= Brief A =
In the editorial on the Senate filibuster, who is chairman of the Judiciary Committee?
= Brief B =
Transcribe the passage of the editorial on the Senate filibuster between "The Bush administration" and "an ideological crusade.", inclusive.

━━ Document extract ━━

Yet these very same Republicans are threatening to have Vice President Dick Cheney rule from the chair that a simple majority can confirm a judicial nominee rather than the 60 votes necessary to stop a filibuster. This is known as the "nuclear option" because in all likelihood it would blow up the Senate's operations. The Senate does much of its work by unanimous consent, which keeps things moving along and prevents ordinary day-to-day business from drowning in procedural votes. But if Republicans change the filibuster rules, Democrats could respond by ignoring the tradition of unanimous consent and making it difficult if not impossible to get anything done. Arlen Specter, the Pennsylvania Republican who is chairman of the Judiciary Committee, has warned that "the Senate will be in turmoil and the Judiciary Committee will be hell."
Despite his party's Senate majority, however, Mr. Frist may not have the votes to go nuclear. A sizable number of Republicans - including John McCain, Olympia Snowe, Susan Collins, Lincoln Chafee and John Warner - could break away. For them, the value of confirming a few extreme nominees may be outweighed by the lasting damage to the Senate. Besides, majorities are temporary, and they may want to filibuster one day.
There is one way to avert a showdown. The White House should meet with Senate leaders of both parties and come up with a list of nominees who will not be filibustered. This means that Mr. Bush - like Presidents Bill Clinton, Ronald Reagan and George H. W. Bush before him - would agree to submit nominees from the broad mainstream of legal thought, with a commitment to judging cases, not promoting a political agenda.
The Bush administration likes to call itself "conservative," but there is nothing conservative about endangering one of the great institutions of American democracy, the United States Senate, for the sake of an ideological crusade.

━━━
━━ Dataset excerpts ━━

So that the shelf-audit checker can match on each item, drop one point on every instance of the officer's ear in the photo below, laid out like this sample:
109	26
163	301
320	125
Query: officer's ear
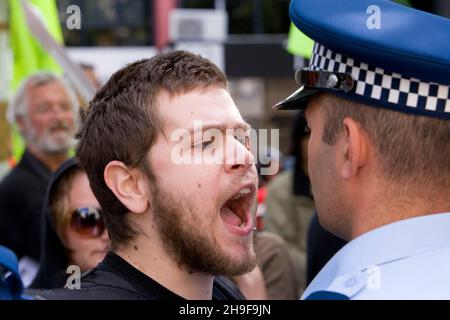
355	148
129	185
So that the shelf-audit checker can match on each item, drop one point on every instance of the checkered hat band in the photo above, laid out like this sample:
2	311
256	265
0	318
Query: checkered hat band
383	86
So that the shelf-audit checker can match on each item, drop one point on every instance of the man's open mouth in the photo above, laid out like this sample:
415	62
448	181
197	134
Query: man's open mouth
236	211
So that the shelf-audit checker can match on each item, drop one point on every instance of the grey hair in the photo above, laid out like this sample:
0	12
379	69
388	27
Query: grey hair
18	103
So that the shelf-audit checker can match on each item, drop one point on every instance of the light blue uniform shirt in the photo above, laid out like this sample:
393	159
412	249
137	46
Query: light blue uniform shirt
408	259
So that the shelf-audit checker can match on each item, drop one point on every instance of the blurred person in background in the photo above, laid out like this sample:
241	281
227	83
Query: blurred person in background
44	110
73	231
289	203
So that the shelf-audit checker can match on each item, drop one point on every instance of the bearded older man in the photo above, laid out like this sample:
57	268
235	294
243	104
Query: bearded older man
43	108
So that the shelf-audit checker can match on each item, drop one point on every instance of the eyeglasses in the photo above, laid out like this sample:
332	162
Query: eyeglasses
87	222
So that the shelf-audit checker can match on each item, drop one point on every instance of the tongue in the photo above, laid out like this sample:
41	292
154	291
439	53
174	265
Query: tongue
229	216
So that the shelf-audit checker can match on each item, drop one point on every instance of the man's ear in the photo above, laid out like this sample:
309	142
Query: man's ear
355	148
128	184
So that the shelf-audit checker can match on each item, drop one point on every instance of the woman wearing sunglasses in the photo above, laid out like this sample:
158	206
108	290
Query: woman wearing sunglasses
73	233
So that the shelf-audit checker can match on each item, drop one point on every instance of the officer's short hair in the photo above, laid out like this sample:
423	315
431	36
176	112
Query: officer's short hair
411	148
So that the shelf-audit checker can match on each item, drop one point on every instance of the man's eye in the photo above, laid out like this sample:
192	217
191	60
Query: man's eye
307	130
205	144
244	140
43	108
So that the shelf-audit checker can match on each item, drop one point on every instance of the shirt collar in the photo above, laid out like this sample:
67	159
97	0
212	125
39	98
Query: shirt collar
395	241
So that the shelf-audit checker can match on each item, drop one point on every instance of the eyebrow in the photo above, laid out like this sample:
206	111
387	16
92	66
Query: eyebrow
223	127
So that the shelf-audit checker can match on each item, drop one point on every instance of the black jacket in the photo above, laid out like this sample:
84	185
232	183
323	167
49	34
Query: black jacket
54	258
21	196
116	279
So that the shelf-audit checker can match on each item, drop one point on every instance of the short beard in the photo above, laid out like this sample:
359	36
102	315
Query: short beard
189	247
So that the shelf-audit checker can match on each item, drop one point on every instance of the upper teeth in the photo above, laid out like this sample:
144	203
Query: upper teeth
241	193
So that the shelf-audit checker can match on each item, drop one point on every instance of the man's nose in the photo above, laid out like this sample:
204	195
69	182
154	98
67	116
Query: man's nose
237	156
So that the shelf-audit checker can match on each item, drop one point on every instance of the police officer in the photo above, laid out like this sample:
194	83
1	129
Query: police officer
376	98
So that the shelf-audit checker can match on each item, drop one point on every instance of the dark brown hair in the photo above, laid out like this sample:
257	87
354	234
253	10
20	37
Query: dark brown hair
122	123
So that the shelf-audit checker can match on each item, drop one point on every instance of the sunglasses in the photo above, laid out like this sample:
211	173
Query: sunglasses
87	222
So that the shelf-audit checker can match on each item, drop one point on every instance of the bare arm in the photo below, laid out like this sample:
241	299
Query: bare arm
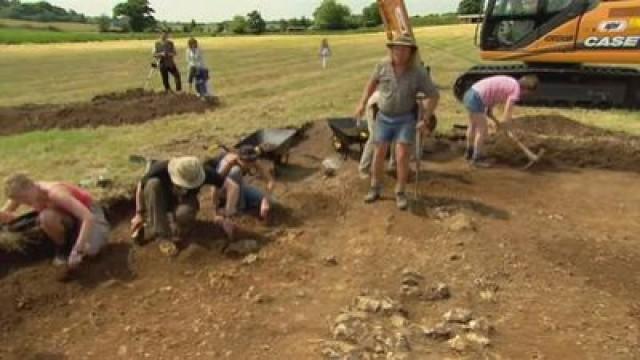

━━━

= Full output A =
Arlen Specter, the Pennsylvania Republican.

= Full output B =
The Bush administration likes to call itself "conservative," but there is nothing conservative about endangering one of the great institutions of American democracy, the United States Senate, for the sake of an ideological crusade.